> _Working data_:

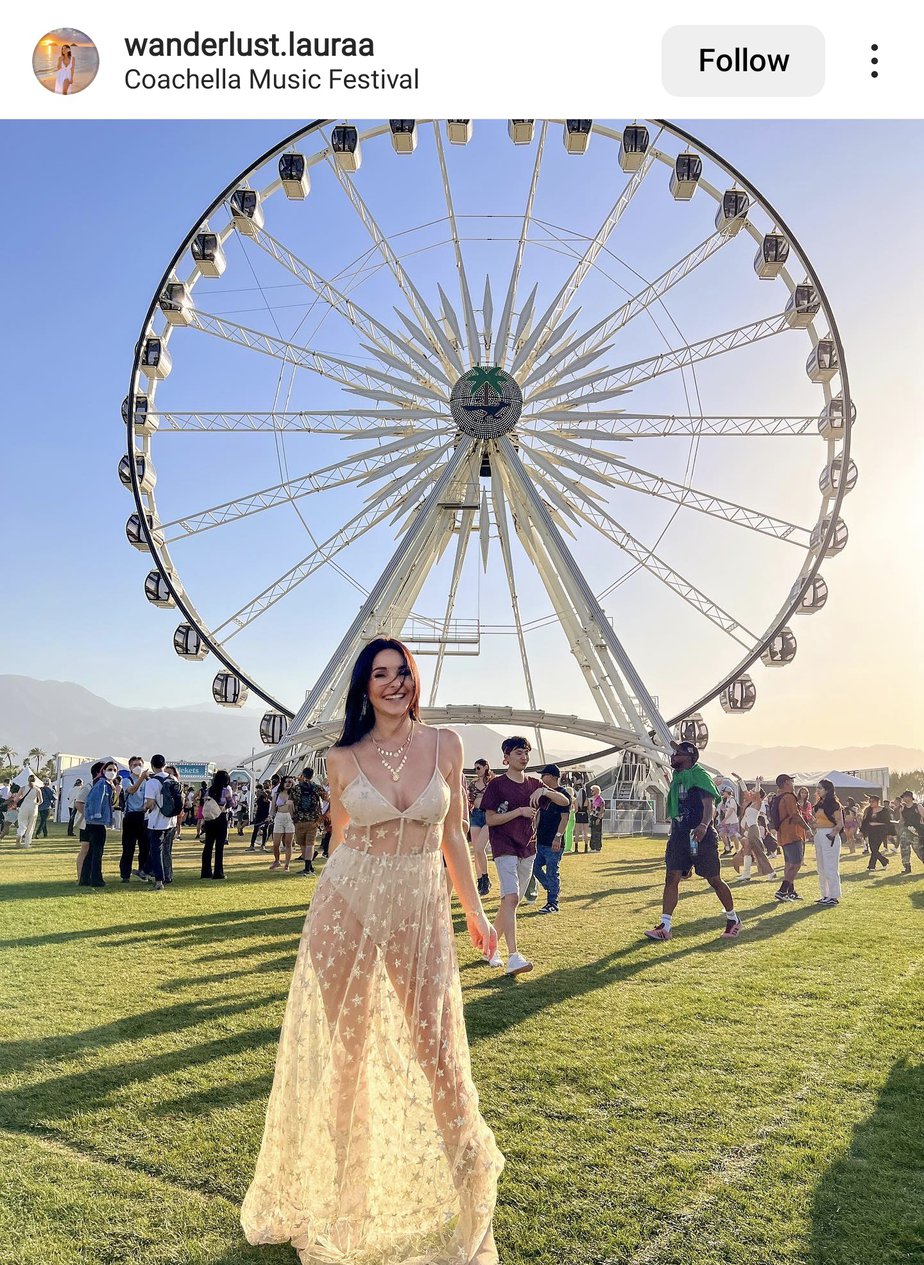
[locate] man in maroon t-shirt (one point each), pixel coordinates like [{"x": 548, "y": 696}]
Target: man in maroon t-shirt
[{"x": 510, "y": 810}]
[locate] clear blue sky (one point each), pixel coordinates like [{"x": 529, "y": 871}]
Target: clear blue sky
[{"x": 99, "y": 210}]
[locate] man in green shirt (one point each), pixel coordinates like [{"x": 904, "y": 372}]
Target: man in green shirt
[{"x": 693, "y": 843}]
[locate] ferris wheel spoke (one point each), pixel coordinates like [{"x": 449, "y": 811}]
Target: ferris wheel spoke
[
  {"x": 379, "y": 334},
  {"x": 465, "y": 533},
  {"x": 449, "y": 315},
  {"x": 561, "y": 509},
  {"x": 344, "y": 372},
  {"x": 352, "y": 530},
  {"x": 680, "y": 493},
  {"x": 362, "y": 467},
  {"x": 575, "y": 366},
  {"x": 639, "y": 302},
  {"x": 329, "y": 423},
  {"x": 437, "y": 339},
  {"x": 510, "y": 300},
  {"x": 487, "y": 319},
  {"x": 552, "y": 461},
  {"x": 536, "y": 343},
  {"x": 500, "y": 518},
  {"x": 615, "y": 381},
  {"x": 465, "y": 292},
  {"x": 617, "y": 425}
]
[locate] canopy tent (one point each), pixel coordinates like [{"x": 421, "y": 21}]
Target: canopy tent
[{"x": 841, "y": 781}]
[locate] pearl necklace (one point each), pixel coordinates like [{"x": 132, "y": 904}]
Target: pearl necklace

> _About this exercise_:
The answer must be every line of the data that holds the word "pearl".

> _Solution for this task_:
[locate] pearl necklace (one point each), pixel coordinates like [{"x": 132, "y": 904}]
Target: pearl necklace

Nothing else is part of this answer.